• _Provided text_:
Chain 1 Iteration: 1 / 1 [100%] (Sampling)
Chain 1 finished in 0.0 seconds.
The basis functions are exactly the same, and only the spectral densities have changed. Now the weight doesn’t drop as fast for the more wiggly basis functions.
spd_EQ <- as.matrix(fixbf0$draws(variable='diagSPD_EQ_f'))
round(spd_EQ[1:15],2)
[1] 0.86 0.84 0.80 0.76 0.70 0.64 0.57 0.50 0.44 0.37 0.31 0.26 0.21 0.16 0.13
spd_Matern32 <- as.matrix(fixbf0$draws(variable='diagSPD_Matern32_f'))
round(spd_Matern32[1:15],2)
[1] 0.82 0.80 0.76 0.70 0.65 0.59 0.54 0.48 0.43 0.39 0.35 0.32 0.29 0.26 0.23
Plot 4 random draws from the prior on function space with exponentiated quadratic covariance function and sigma_f=1 and lengthscale_f=0.3. The random functions from the prior are now more wiggly. The same random number generator seed was used so that you can compare this plot to the above one. Above the prior draw number 2 looks like a decreasing slope. Here the prior draw number 2 still has downward trend, but is more wiggly. The same random draw from the coefficient space produces a wigglier function as the spectral densities go down slower for the more wiggly basis functions.
set.seed(365)
qr <- bind_rows(lapply(1:4, function(i) {
q %>%
mutate(r=rep(rnorm(160),times=100),fr=f*r*spd_EQ[ind]) %>%
group_by(x) %>%
summarise(f=sum(fr)) %>%
mutate(ind=i) }))
qr %>%
ggplot(aes(x=x, y=f, group=ind, color=factor(ind))) +
geom_line()+
geom_text_repel(data=filter(qr, x==0.01),aes(x=-0.01,y=f,label=ind),
direction="y")+
geom_text_repel(data=filter(qr, x==1),aes(x=1.02,y=f,label=ind),
direction="y")+
theme(legend.position="none")
Plot 4 random draws from the prior on function space with Matern-3/2 covariance function and sigma_f=1 and lengthscale_f=0.3. The prior draws are more wiggly than with exponentiated quadratic.
set.seed(365)
qr <- bind_rows(lapply(1:4, function(i) {
q %>%
mutate(r=rep(rnorm(160),times=100),fr=f*r*spd_Matern32[ind]) %>%
group_by(x) %>%
summarise(f=sum(fr)) %>%
mutate(ind=i) }))
qr %>%
ggplot(aes(x=x, y=f, group=ind, color=factor(ind))) +
geom_line()+
geom_text_repel(data=filter(qr, x==0.01),aes(x=-0.01,y=f,label=ind),
direction="y")+
geom_text_repel(data=filter(qr, x==1),aes(x=1.02,y=f,label=ind),
direction="y")+
theme(legend.position="none")

• _Data shown_:

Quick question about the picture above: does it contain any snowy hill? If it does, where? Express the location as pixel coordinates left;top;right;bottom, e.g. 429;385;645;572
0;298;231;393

• _Tasks for this exercise_:
1. Can you reproduce the spectral density excerpt between "The basis functions" and "fast for the more wiggly basis functions.", inclusive?
2. Answer these from the spectral density excerpt:
(a) What value is passed to set.seed before the random draws?
(b) What lengthscale_f value is used for the prior draws?
(c) What is the first rounded value printed for spd_Matern32?
The listing is separate material, unrelated to the spectral density excerpt.

• _Completed exercise_:
1.
The basis functions are exactly the same, and only the spectral densities have changed. Now the weight doesn’t drop as fast for the more wiggly basis functions.

2.
(a) 365
(b) 0.3
(c) 0.82